▶ [INSTRUÇÕES DO EXERCÍCIO]
De acordo com o trecho sobre o filme “Kissufim”, quem coassina o roteiro com a diretora Keren Nechmad?

“Kissufim” foi gravado antes dos ataques terroristas do Hamas à Faixa de Gaza, em 7 de outubro de 2023. Conhecido entre a população local por Sábado Sangrento, o atentado terminou com a chacina imediata de 1.200 civis, e, dez meses depois, ainda banha de vermelho o chão daquele território sem lei na costa leste do Mar Mediterrâneo, ladeado por Egito e Israel. Em 41 quilômetros de comprimento por de 6 a 12 de largura, o que totaliza uma área de 365 quilômetros quadrados, floresce o ódio sobre o qual a diretora Keren Nechmad se debruça numa história de ficção que, por uma ironia macabra, torna-se prenúncio de mais um capítulo da interminável barbárie israelo-palestina no Oriente Médio.
Nascida em Tel Aviv, Nechmad sabe do que fala. Seu roteiro, coassinado por Hadar Arazi e Yonatan Bar-Ilan, não faz nenhuma menção direta aos atentados promovidos por extremistas islâmicos da Al-Qaeda, fundada e gerida com mão de ferro pelo saudita Osama bin Laden (1957-2011), em 11 de setembro de 2001, mas é impossível entender “Kissufim” sem que se observem os detalhes perturbadoramente reveladores do primeiro evento, ainda fonte de uma inconfessável aversão da comunidade internacional quanto aos habitantes daquela região que ainda guarda tantos mistérios a serem decifrados enquanto inocentes pagam com a vida a conveniente falta de entendimento entre os dois grupos.

▶ [LISTAGEM FORNECIDA]
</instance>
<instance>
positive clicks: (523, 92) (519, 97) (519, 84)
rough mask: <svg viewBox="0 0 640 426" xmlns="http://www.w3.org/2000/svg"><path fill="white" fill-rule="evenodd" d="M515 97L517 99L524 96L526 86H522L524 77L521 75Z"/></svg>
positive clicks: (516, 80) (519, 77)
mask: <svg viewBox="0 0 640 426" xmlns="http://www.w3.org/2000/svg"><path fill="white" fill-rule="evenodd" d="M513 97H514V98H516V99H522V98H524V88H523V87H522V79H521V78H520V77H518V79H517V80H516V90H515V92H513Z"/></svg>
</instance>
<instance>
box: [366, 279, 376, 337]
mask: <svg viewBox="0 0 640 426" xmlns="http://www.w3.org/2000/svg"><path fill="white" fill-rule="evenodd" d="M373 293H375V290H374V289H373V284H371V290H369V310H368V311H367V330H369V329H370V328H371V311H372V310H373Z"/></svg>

▶ [SOLUÇÃO DO EXERCÍCIO]
Hadar Arazi e Yonatan Bar-Ilan.